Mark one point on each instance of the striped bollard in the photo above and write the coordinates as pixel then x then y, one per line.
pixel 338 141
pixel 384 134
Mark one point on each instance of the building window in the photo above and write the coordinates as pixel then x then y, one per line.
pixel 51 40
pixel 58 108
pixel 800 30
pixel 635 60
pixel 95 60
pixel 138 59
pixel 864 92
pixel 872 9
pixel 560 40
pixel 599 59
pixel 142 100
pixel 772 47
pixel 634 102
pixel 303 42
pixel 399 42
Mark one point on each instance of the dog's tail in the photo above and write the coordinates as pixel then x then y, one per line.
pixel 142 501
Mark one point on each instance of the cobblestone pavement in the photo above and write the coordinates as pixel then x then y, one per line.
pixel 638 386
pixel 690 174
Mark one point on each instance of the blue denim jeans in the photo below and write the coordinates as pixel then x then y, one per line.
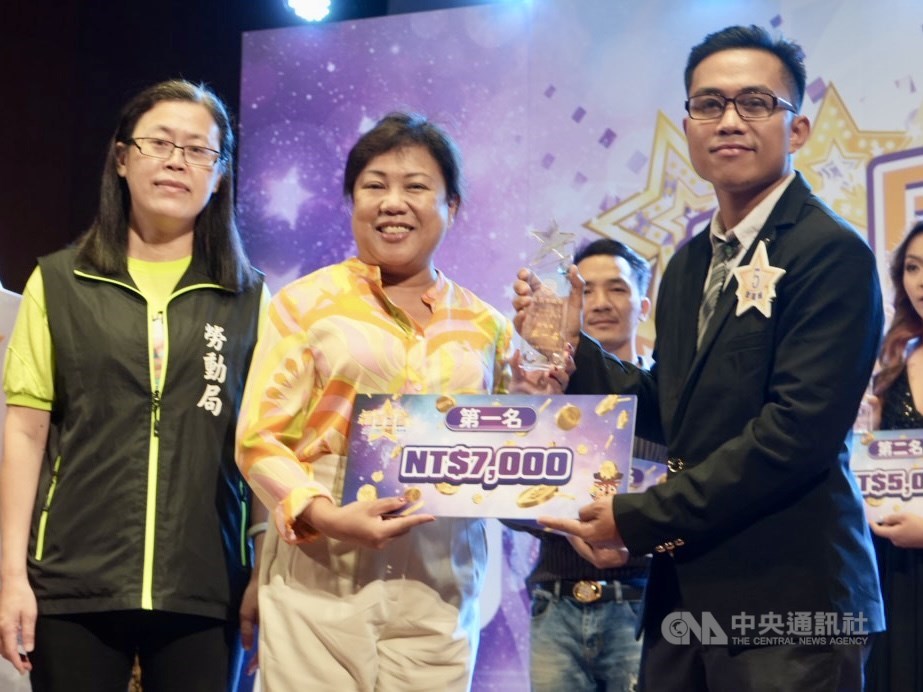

What to work on: Restate every record above word for word, without images.

Response for this exercise:
Mark one point on each instance of the striped bollard in the photo above and write the coordinates as pixel then x then y, one per line.
pixel 338 141
pixel 384 134
Mark one point on each instance of the building window in the photo above and write the coordinates as pixel then x then y, one per line.
pixel 51 40
pixel 58 108
pixel 800 30
pixel 635 60
pixel 95 60
pixel 138 59
pixel 864 92
pixel 872 9
pixel 560 40
pixel 599 59
pixel 142 100
pixel 772 47
pixel 634 102
pixel 303 42
pixel 399 42
Mark one point on each instance of the dog's tail in the photo above and write the coordinates as pixel then x then y, one per line.
pixel 142 501
Mark one point on each instance of the cobblestone pavement in the photo above and write the coordinates as pixel then x then y, one per line.
pixel 638 386
pixel 690 174
Mark one point on each instance of the blue denim jeans in the photo below and write the coordinates as pixel then x then y, one per line.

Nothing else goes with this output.